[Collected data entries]
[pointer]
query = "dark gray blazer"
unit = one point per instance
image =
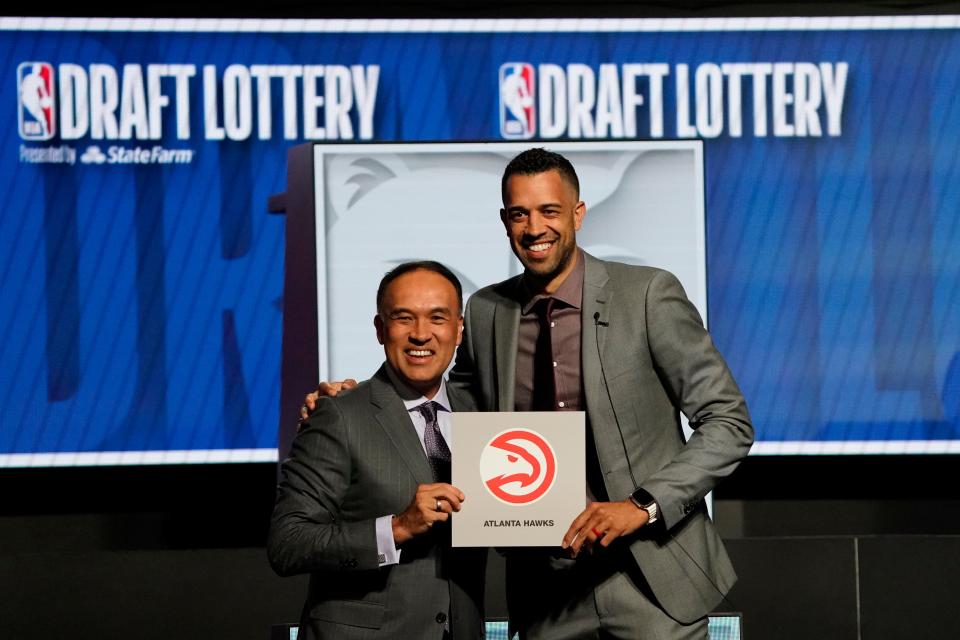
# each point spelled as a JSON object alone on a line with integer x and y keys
{"x": 357, "y": 458}
{"x": 650, "y": 360}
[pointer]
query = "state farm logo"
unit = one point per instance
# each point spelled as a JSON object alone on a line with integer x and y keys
{"x": 518, "y": 466}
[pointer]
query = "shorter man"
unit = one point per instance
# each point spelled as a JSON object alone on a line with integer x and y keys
{"x": 378, "y": 451}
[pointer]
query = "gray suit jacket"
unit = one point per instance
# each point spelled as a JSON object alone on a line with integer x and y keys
{"x": 647, "y": 359}
{"x": 357, "y": 458}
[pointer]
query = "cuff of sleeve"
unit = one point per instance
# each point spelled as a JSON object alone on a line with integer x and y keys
{"x": 645, "y": 501}
{"x": 387, "y": 552}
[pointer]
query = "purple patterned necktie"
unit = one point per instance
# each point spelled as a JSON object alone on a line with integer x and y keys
{"x": 437, "y": 450}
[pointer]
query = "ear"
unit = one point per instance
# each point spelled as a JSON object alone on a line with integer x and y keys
{"x": 578, "y": 214}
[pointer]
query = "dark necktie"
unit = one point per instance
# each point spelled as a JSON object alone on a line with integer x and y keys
{"x": 544, "y": 386}
{"x": 438, "y": 453}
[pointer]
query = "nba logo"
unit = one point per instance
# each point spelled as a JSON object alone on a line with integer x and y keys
{"x": 517, "y": 120}
{"x": 35, "y": 95}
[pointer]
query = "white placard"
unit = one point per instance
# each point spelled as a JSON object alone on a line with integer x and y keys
{"x": 523, "y": 475}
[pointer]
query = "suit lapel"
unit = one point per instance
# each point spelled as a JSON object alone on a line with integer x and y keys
{"x": 597, "y": 300}
{"x": 393, "y": 419}
{"x": 506, "y": 326}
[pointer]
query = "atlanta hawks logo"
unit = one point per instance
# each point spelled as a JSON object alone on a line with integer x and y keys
{"x": 518, "y": 466}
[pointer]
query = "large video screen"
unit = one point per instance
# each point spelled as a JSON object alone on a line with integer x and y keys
{"x": 142, "y": 277}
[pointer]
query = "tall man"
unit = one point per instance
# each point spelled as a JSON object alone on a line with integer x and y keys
{"x": 364, "y": 501}
{"x": 625, "y": 345}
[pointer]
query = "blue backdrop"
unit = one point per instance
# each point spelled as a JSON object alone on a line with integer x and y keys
{"x": 141, "y": 275}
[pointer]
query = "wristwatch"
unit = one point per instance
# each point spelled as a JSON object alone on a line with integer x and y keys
{"x": 650, "y": 507}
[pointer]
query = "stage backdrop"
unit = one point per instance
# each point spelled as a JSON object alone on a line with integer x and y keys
{"x": 142, "y": 277}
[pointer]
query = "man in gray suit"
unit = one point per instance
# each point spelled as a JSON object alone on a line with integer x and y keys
{"x": 624, "y": 344}
{"x": 364, "y": 502}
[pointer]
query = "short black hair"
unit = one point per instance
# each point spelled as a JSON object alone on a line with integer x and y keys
{"x": 419, "y": 265}
{"x": 539, "y": 160}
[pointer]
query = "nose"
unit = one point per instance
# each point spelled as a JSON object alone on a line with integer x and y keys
{"x": 535, "y": 225}
{"x": 420, "y": 331}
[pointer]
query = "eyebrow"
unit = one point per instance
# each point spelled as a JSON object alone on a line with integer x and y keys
{"x": 399, "y": 310}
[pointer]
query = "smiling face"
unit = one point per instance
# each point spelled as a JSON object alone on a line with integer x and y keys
{"x": 542, "y": 213}
{"x": 419, "y": 324}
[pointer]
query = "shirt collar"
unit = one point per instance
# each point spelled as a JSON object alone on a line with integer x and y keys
{"x": 570, "y": 291}
{"x": 412, "y": 398}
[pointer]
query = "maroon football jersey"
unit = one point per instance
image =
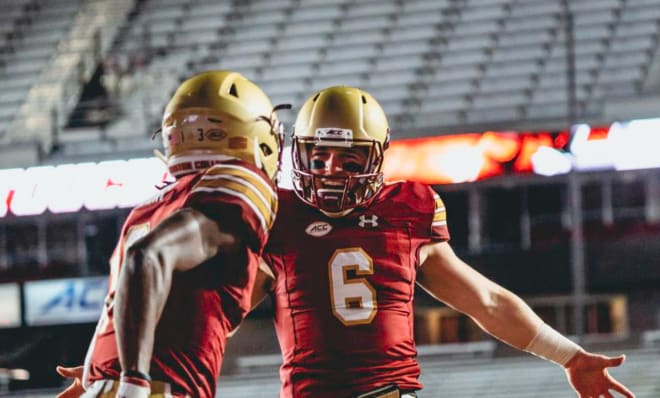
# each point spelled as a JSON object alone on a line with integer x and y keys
{"x": 206, "y": 303}
{"x": 344, "y": 291}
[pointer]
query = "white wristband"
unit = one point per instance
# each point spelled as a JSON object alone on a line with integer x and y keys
{"x": 130, "y": 390}
{"x": 551, "y": 345}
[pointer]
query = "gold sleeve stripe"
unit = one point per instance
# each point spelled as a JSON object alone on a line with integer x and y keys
{"x": 243, "y": 172}
{"x": 264, "y": 220}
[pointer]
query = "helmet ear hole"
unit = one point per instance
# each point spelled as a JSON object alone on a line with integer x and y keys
{"x": 265, "y": 149}
{"x": 233, "y": 91}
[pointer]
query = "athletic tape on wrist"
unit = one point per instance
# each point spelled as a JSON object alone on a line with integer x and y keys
{"x": 551, "y": 345}
{"x": 133, "y": 388}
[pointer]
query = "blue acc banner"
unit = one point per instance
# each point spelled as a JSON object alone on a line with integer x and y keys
{"x": 62, "y": 301}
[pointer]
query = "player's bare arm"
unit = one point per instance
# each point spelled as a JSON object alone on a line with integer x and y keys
{"x": 505, "y": 316}
{"x": 181, "y": 242}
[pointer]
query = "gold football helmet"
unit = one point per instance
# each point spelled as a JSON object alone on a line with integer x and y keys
{"x": 218, "y": 115}
{"x": 346, "y": 118}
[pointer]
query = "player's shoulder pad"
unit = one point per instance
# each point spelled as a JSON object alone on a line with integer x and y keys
{"x": 414, "y": 195}
{"x": 244, "y": 182}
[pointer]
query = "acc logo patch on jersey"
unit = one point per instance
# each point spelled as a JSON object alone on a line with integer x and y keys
{"x": 318, "y": 229}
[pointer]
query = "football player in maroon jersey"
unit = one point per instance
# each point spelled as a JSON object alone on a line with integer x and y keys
{"x": 183, "y": 269}
{"x": 344, "y": 257}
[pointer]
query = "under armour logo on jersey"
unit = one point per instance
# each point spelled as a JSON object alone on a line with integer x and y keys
{"x": 368, "y": 221}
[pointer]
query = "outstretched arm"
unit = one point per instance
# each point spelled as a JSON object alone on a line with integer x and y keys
{"x": 507, "y": 317}
{"x": 181, "y": 242}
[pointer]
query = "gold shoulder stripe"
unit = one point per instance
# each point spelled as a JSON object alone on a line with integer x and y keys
{"x": 244, "y": 184}
{"x": 243, "y": 172}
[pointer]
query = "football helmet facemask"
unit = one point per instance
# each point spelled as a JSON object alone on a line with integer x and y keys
{"x": 219, "y": 115}
{"x": 346, "y": 119}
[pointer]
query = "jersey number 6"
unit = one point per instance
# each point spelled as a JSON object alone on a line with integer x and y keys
{"x": 353, "y": 297}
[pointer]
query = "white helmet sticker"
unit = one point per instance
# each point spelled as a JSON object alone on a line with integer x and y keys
{"x": 337, "y": 136}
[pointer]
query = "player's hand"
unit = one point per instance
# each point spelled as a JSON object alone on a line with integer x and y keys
{"x": 76, "y": 389}
{"x": 587, "y": 374}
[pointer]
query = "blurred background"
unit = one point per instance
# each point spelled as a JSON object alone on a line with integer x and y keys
{"x": 538, "y": 122}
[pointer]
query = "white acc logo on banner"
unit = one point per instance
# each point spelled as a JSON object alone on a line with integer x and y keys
{"x": 52, "y": 302}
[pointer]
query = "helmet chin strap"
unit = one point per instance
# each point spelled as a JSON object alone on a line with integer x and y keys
{"x": 256, "y": 149}
{"x": 161, "y": 156}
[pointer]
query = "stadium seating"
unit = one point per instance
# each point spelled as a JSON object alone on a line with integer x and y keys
{"x": 436, "y": 65}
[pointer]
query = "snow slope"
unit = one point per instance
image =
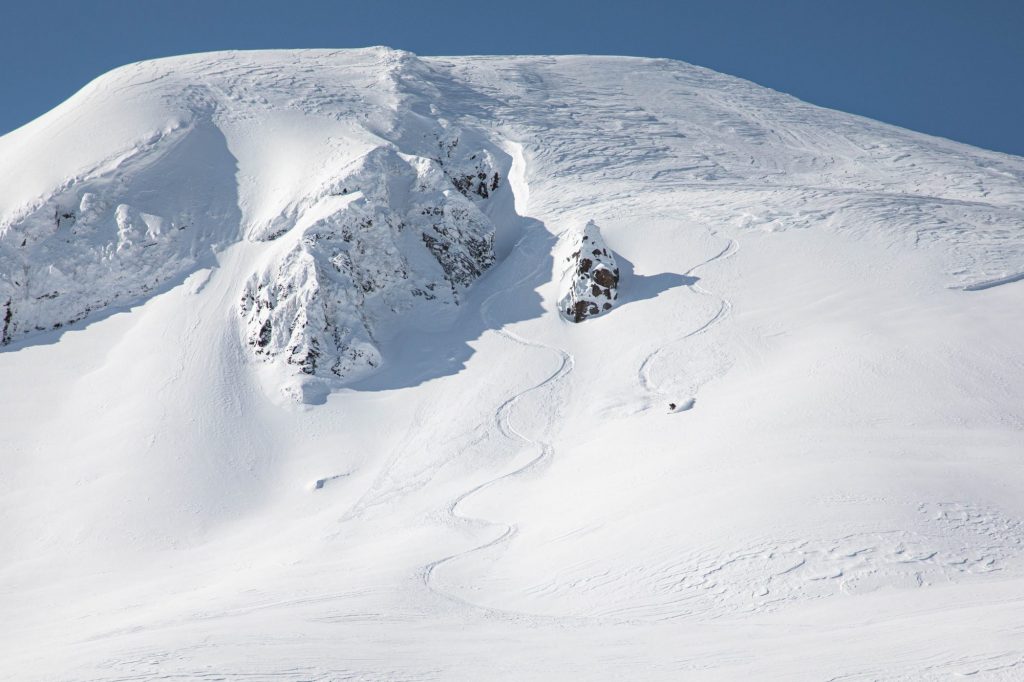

Stated exercise: Identify every line of the listing that contains the string "maroon", matching case exactly, and copy each such line.

Expected answer:
query = "maroon football jersey"
query = "football player in maroon jersey"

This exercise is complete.